Work to complete: Copy every line of the records, substituting "Find" wherever "Target" appears, with nothing else altered.

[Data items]

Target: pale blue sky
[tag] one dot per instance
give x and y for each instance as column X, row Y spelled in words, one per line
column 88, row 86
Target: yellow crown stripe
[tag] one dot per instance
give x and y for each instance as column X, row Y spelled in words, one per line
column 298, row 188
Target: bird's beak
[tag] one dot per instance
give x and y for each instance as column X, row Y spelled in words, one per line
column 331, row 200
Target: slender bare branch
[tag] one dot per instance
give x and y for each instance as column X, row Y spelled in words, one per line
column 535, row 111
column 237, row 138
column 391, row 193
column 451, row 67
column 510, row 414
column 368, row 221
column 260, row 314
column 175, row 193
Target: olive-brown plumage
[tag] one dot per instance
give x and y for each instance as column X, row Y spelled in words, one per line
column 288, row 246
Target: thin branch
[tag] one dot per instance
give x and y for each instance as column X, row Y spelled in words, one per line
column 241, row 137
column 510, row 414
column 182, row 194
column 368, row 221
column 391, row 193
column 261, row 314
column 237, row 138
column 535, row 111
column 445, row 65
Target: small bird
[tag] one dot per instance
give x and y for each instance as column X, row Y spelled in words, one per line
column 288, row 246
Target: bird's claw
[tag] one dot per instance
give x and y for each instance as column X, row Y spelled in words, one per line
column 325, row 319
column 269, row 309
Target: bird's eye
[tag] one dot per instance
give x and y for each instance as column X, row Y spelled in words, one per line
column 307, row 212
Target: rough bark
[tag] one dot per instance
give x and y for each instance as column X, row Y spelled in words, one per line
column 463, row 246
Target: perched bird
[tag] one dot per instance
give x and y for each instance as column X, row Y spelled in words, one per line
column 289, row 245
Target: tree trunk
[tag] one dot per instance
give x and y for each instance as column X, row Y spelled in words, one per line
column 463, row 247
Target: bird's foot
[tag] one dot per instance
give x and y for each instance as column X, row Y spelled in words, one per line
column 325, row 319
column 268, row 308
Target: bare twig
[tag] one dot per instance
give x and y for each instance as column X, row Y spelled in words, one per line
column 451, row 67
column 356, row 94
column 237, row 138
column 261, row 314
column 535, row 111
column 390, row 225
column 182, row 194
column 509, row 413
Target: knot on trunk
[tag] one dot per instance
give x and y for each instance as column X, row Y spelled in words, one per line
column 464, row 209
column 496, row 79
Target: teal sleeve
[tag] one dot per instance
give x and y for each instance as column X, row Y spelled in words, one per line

The answer:
Find: pale blue sky
[tag] one dot per instance
give x and y for each instance as column X, row Y spelled in words, one per line
column 88, row 86
Find: yellow crown stripe
[tag] one dot per instance
give x and y for each instance as column X, row Y spelled in words, one per line
column 298, row 188
Find: bird's beak
[tag] one dot per instance
give x and y for each instance as column X, row Y spelled in words, one per line
column 331, row 200
Find: slender bare branch
[tag] one dot per instance
give x and y for each instance as column X, row Y spelled in words, one per line
column 535, row 111
column 237, row 138
column 391, row 193
column 451, row 67
column 510, row 414
column 368, row 221
column 260, row 314
column 175, row 193
Find: olive-brown plumage
[tag] one dot per instance
give x and y for each instance as column X, row Y spelled in words, one per line
column 288, row 246
Find: thin branch
[tag] one dot per instance
give x and y for each instance as column X, row Y spelled in words, one per line
column 241, row 137
column 510, row 414
column 182, row 194
column 368, row 221
column 391, row 193
column 261, row 314
column 237, row 138
column 535, row 111
column 445, row 65
Find: small bird
[tag] one dot per instance
give x and y for each instance as column X, row Y spelled in words, one per line
column 288, row 246
Find: bird's claw
[tag] one dot per instance
give x and y for each instance as column X, row Y spelled in words, one per line
column 325, row 319
column 269, row 309
Find: bird's eye
[tag] one dot per instance
give x and y for each instance as column X, row Y spelled in words, one per line
column 307, row 212
Find: rough bark
[tag] one dot per instance
give x and y for each instance as column X, row Y spelled in words, one per line
column 463, row 246
Find: perched bird
[tag] one dot per instance
give x and y for each instance as column X, row Y spelled in words, one per line
column 289, row 245
Find: tree trunk
[tag] one dot per instance
give x and y for each instance as column X, row Y spelled in words, one per line
column 463, row 247
Find: bird's foot
[tag] one dot per instance
give x and y for each instance as column X, row Y spelled in words, one per line
column 325, row 319
column 268, row 308
Find: bare twig
[tag] one dot per instance
give x and y for each instance as column X, row Y spelled in words, one per line
column 451, row 67
column 356, row 94
column 237, row 138
column 261, row 314
column 535, row 111
column 390, row 225
column 182, row 194
column 509, row 413
Find: knot on trunk
[tag] one dot per instance
give x and y for each instance as column X, row Y spelled in words, one per line
column 464, row 209
column 496, row 79
Find: teal sleeve
[tag] one dot per instance
give x and y for each instance as column X, row Y spelled in words, one per line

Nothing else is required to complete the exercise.